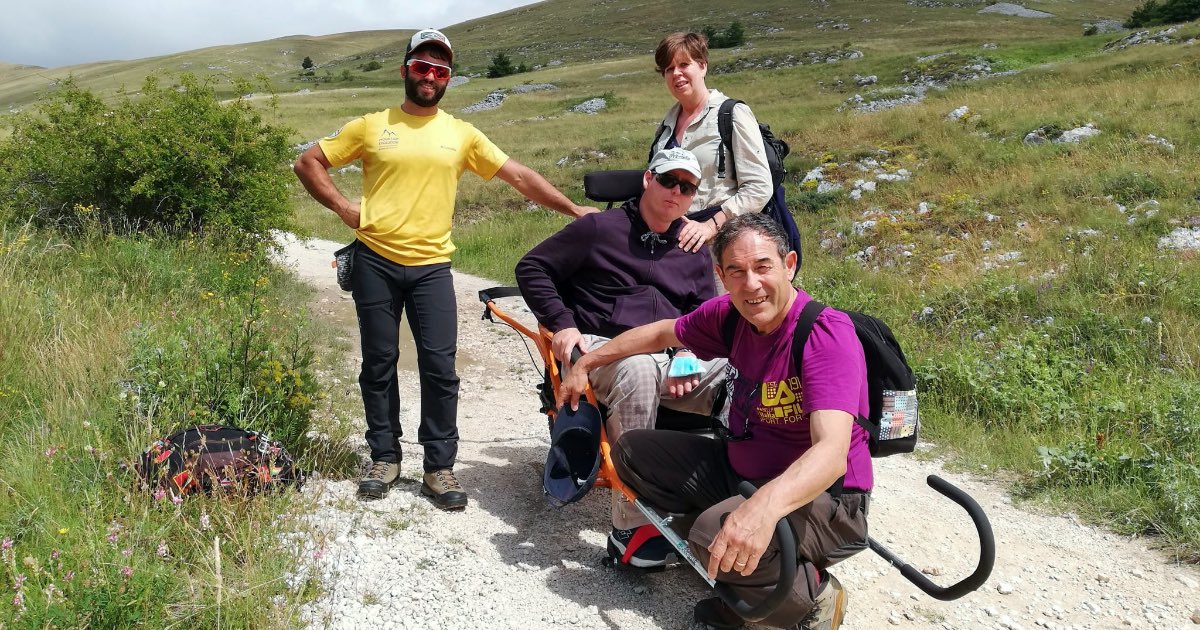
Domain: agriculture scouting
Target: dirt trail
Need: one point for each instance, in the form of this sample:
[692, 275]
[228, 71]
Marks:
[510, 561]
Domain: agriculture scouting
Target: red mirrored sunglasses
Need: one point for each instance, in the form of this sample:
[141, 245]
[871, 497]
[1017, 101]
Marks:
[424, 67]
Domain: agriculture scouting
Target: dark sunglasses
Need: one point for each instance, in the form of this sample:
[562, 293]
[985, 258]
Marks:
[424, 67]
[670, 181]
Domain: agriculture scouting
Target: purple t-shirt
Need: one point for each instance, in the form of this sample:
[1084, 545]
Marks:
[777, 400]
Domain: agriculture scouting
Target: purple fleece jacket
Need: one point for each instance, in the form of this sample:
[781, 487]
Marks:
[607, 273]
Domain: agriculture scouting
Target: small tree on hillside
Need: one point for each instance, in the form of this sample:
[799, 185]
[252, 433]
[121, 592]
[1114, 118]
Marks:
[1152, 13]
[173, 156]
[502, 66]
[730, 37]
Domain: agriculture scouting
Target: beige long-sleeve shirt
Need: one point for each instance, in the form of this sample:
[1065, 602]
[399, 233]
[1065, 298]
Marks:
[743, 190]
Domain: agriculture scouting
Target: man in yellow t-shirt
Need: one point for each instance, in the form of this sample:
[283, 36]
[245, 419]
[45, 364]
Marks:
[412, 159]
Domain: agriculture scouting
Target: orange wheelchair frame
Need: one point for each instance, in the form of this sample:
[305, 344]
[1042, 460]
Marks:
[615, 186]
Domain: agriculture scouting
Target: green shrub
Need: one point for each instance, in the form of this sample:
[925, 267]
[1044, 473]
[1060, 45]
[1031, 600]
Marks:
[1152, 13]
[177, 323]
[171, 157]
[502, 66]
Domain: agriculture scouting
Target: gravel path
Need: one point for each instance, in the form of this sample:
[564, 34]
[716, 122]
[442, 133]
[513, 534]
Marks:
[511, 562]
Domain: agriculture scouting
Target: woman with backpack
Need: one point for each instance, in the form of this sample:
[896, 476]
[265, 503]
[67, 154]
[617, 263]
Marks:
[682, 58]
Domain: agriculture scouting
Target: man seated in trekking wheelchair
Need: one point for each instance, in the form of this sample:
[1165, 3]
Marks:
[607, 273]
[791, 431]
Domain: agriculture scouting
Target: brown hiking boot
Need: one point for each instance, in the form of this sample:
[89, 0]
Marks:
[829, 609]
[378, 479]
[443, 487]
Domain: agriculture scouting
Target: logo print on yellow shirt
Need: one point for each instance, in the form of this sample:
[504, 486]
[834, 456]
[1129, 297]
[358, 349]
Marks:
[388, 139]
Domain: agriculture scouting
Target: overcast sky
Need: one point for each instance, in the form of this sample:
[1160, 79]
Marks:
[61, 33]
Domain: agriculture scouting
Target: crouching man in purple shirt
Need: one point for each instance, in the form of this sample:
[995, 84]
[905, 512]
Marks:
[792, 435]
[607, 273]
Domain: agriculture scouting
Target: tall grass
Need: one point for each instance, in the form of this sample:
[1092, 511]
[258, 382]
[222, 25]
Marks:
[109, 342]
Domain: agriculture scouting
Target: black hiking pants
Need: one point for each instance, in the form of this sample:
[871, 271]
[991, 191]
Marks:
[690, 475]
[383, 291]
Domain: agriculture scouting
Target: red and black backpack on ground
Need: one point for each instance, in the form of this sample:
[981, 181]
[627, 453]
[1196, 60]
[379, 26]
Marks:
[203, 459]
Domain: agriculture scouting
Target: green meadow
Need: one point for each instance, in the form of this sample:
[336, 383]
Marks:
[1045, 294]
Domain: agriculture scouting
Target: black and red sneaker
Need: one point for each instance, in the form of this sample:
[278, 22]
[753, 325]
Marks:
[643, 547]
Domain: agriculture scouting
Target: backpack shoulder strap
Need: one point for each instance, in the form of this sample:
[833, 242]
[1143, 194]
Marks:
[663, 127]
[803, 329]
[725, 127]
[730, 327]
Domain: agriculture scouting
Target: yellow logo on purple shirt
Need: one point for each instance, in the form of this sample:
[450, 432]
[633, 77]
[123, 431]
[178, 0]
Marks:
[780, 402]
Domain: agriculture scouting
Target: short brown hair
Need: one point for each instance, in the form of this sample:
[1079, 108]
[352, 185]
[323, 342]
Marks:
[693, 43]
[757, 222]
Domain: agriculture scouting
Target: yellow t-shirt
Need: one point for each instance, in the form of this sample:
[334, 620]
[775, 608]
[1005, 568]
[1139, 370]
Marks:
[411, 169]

·····

* **Required work**
The task calls for every line of the material that contains the string "sunglasses".

* **Task answer**
Target: red mirrored sunglasses
Target: dark sunglasses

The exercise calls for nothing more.